* _Trecho selecionado_
—————

Às 6:30 da manhã nas câmaras do Rei:
Em um mundo onde as pessoas geralmente trabalhavam de acordo com a duração do dia, em um palácio Tudor, o dia corria no ritmo regular dos relógios mecânicos. Lá pelo final do reinado de Henrique VIII, um gigantesco relógio astronômico fora instalado em Hampton Court. Este trabalho ficou a cargo do relojoeiro do rei, Nicholas Oursiam, que também fabricava relógios portáteis. Na Câmara privada, houve um relógio em um pilar esculpido.
Os primeiros à acordarem eram os atendentes pessoais do Rei. Era esperado que eles estivessem acordados e prontos às 7 horas da manhã ou antes, se o Rei decidisse na noite anterior, que precisaria iniciar o dia mais cedo. Em 1520, por exemplo, Henrique levantou-se diariamente às 4 ou 5 da manhã, e caçava até às 9 ou 10 da noite. Levantar às 7 significava por boa parte do ano, trabalhar à luz de caras velas de cera. Esta era uma despesa que os Tudors geralmente gostavam de evitar. Por este motivo, o resto da Corte, levantava mais tarde e terminava o trabalho cedo, para fazer o melhor uso possível da luz do dia.
Os seguintes à acordarem, eram os quatro criados da Câmara privada. Eles foram nomeados como William e Hyrcan Brereton, Walter Welsh e John Gary. Servos pessoais, muitas vezes eram encontrados dormindo na mesma câmara com seu mestre. Embora os servos de Henrique se hospedassem em outros cômodos do palácio, pelo menos dois deles deveriam estarem prontos e esperando na câmara privada às 06:00-07:00 da manhã. Eles tinham que limpar as pallets (esteiras de palha em onde dormiam), fazer o fogo, limpar o quarto, espalhar palha limpa no chão e remover “todo o tipo de imundície”. Quando o rei estivesse levantado, ele iria encontrar a câmara em questão, limpa e saudável, sem qualquer cheiro desagradável ou coisas do gênero, como a nobre pessoa de vossa majestade, pudesse exigir.
Henrique tinha um grande medo de doenças e lareiras eram conhecidas por dissiparem ares nocivos. Além disto, ervas e aromas medicinais eram introduzidos diariamente nas câmaras do Rei. As lareiras em seus aposentos, queimavam o caro ”sea coal” – carvão transportado do norte da Inglaterra pelo mar. Em outras partes do palácio, as lareiras eram alimentadas por madeira, facilmente disponível, porém fumacentas e de queima irregular. Os serventes bem nascidos, tinham como tentação usarem seus próprios servos para efetuar o trabalho em seus lugares. Isto era estritamente proibido. O Rei esperava ser servido por sua comitiva designada e não por pessoas substituídas por eles.
A câmara única da idade média, foi substituída no período Tudor, por uma infinidade de câmaras subjacentes. A portaria de Eltham, refere-se à varias ‘câmaras de saída’. Regras relativas à ‘ câmara do Rei’ parecem aplicar regras indiferentes à estas salas, a menos que mais detalhes fossem especificados. Quantas elas eram, dependia do tamanho do palácio. Em Hampton Court, o número de câmaras aumentou constantemente até o fim de seu reinado. Henrique tinha uma sequência de câmaras, começando por uma conhecida como ‘a grande câmara de observação’, uma câmara de presença, seguida por uma câmara de jantar ou de estado.

—————

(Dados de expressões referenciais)
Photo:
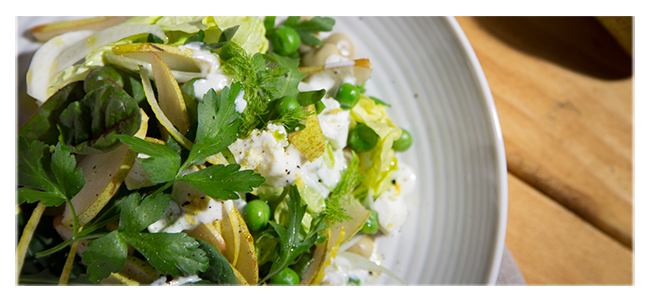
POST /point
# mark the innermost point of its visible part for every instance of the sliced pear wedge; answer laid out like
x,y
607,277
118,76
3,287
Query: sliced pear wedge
x,y
359,68
241,280
337,240
211,233
309,141
45,32
104,173
135,272
247,257
230,234
359,216
170,97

—————

* _Tarefas a realizar_
• A. No trecho sobre o começo do dia nas câmaras do rei Henrique VIII, quem ficou encarregado do relógio astronômico instalado em Hampton Court?
• B. Continue o trecho sobre as manhãs nas câmaras de Henrique VIII a partir da última frase, que fala da câmara de jantar ou de estado.
O material não tem nenhuma relação com o trecho.

* _Resultados das tarefas_
• A. O relojoeiro do rei, Nicholas Oursiam.

• B.
Depois havia a Câmara Privada, a principal sala do Rei. Era esta câmara que levava ao seu próprio quarto. Em Hampton Court, ele ostentava uma enorme cama de 2,40 metros de comprimento, por 2,30 de largura. Seus quatro cantos e cabeceira, esculpidos, dourados, coroados com grimpas e cobertos por um dossel e tester (a cortina traseira) de tecidos de ouro e prata. Suas cortinas eram de tafetá roxo e branco, decoradas com as armas reais. Não sabe-se o rei realmente dormiu nesta cama, provavelmente era um adorno cerimonial, utilizado talvez, quando o Rei estivesse doente e tivesse de consultar seus ministros na cama. No período em que utilizou o Palácio de Eltham, havia apenas um dormitório, local onde ele realmente dormia, em uma suntuosa e confortável cama.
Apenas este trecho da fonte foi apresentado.